> TASK GOAL:
Find every line in the records that contains the word "crate" and copy each of those lines.

> RECORD SET:
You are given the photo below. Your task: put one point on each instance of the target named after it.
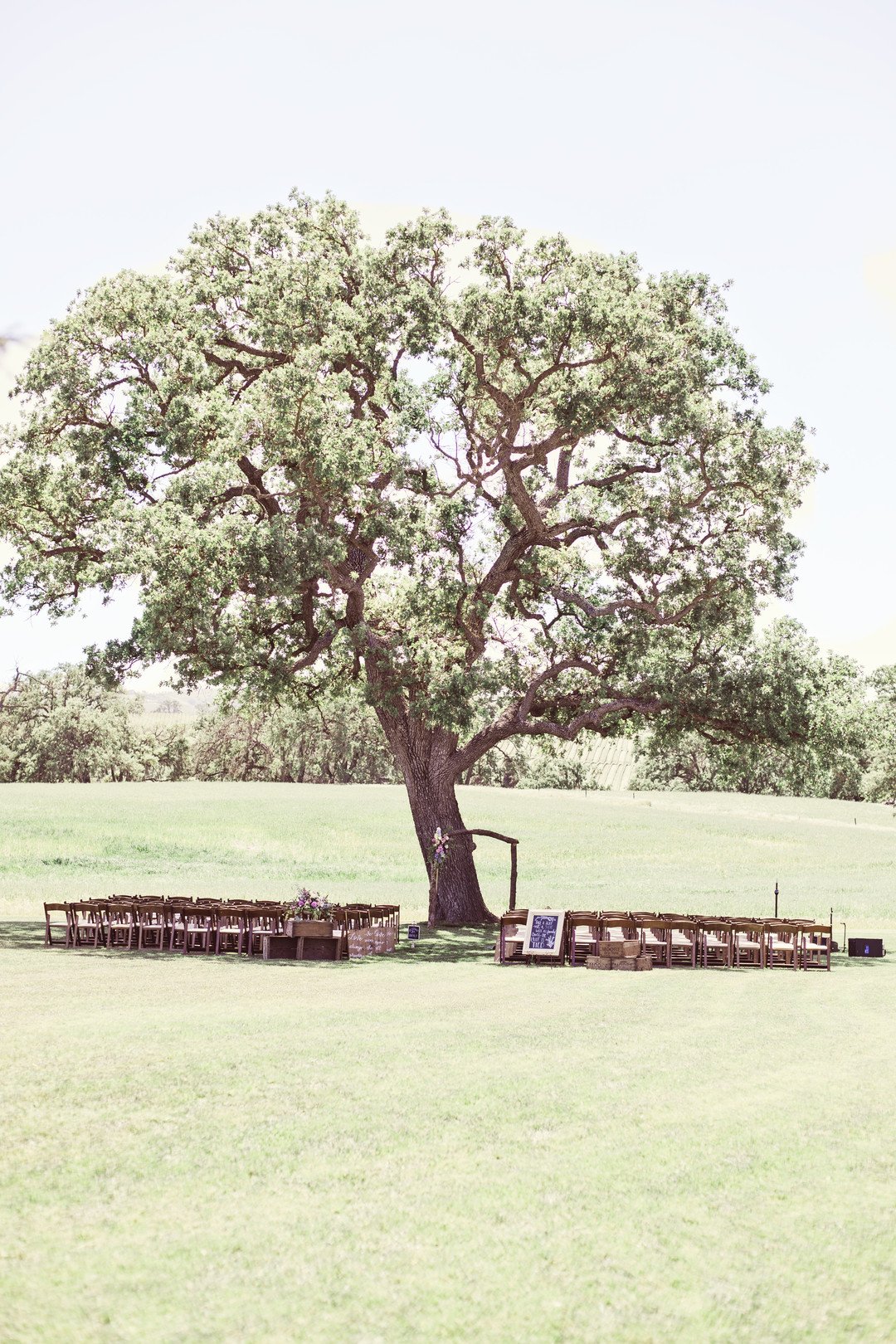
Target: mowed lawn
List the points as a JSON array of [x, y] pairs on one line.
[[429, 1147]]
==
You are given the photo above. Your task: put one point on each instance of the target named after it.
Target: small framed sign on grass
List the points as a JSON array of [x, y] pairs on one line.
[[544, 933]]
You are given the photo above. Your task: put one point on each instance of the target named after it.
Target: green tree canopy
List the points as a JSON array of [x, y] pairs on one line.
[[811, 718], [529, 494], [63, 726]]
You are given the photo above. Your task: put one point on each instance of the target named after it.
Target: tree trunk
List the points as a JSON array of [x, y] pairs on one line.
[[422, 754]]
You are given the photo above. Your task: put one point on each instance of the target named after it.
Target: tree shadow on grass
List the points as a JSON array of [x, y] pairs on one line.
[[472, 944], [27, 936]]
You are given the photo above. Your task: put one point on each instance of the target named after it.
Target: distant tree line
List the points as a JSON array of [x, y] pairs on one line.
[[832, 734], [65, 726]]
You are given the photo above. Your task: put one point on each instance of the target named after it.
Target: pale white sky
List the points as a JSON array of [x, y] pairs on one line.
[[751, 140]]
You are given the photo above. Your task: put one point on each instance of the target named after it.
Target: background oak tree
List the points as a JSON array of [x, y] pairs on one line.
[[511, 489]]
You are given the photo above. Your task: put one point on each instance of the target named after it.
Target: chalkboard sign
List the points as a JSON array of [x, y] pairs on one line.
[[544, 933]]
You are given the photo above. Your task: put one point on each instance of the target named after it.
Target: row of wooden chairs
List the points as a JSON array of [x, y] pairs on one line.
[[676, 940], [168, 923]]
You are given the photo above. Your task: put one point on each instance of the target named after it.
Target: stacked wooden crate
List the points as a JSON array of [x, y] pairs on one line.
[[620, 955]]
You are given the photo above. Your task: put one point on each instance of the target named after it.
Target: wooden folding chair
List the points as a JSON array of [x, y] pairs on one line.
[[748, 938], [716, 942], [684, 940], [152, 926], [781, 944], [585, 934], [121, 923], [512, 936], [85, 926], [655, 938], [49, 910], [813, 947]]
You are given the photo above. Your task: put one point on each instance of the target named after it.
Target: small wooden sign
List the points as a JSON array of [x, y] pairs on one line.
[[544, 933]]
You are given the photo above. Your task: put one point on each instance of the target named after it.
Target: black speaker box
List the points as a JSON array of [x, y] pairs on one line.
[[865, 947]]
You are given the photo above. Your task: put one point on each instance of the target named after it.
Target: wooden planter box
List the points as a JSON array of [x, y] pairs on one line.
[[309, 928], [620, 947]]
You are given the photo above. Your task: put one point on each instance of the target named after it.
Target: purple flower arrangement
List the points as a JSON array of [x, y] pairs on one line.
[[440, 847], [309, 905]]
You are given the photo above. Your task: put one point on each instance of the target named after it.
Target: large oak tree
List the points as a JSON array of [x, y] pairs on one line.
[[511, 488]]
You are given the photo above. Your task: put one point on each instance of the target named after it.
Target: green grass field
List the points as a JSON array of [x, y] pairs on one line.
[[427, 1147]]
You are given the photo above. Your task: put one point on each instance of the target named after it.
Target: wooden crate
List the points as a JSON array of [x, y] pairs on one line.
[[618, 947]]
--
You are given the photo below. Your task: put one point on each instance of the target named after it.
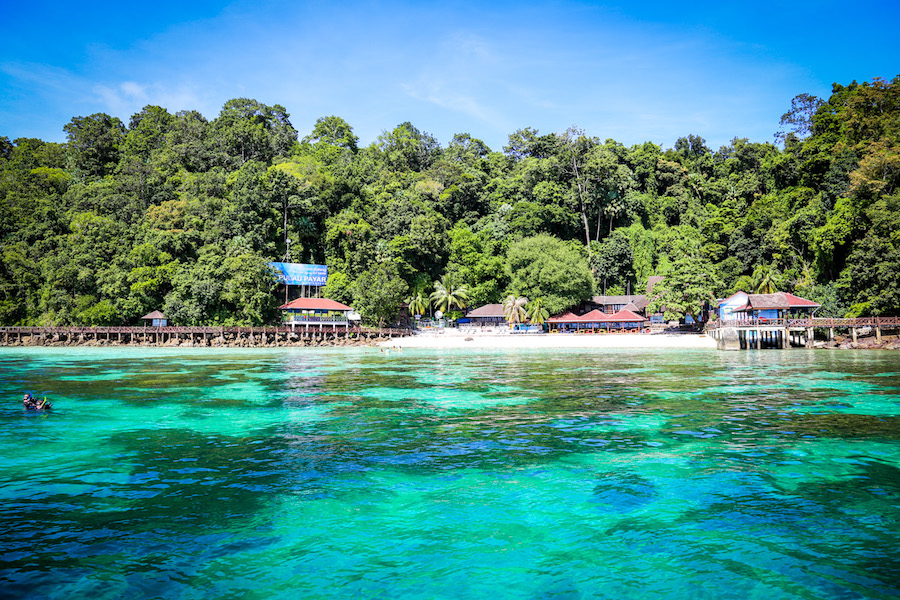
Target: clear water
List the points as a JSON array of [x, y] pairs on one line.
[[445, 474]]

> RESULT:
Target: stacked wooden crate
Target: wooden crate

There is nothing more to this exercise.